● **Material shown**
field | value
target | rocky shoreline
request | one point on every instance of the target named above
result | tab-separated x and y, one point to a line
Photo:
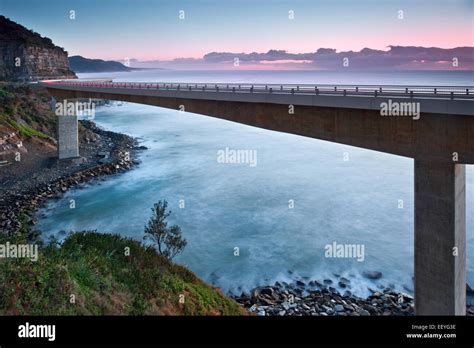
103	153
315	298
* * *
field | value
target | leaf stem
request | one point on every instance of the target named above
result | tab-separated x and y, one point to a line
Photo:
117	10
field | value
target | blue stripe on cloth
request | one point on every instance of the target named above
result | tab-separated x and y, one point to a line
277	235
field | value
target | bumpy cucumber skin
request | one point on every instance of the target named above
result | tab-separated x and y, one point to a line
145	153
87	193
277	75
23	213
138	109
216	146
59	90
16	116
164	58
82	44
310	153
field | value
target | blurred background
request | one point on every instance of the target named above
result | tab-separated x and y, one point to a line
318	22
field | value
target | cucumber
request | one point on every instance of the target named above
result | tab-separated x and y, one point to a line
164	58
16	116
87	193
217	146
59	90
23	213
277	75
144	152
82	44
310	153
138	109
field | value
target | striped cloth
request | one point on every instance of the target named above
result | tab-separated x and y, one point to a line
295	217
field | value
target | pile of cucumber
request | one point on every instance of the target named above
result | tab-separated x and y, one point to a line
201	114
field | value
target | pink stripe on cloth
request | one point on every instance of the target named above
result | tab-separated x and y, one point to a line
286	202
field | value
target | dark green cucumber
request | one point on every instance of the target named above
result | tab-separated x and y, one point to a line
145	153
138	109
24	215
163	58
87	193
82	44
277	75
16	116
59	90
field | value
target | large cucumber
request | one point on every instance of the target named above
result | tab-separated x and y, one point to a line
...
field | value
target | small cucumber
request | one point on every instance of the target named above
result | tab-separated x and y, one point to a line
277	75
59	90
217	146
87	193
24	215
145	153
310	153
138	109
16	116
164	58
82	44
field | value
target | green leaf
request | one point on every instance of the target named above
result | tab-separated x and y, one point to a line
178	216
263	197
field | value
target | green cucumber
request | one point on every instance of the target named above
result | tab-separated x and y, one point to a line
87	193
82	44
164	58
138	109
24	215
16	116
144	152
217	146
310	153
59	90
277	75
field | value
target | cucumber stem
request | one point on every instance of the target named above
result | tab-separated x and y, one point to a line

● **Work to do**
Show every line in the items above that contains the word "stem".

● **Complete output**
target | leaf stem
target | cucumber stem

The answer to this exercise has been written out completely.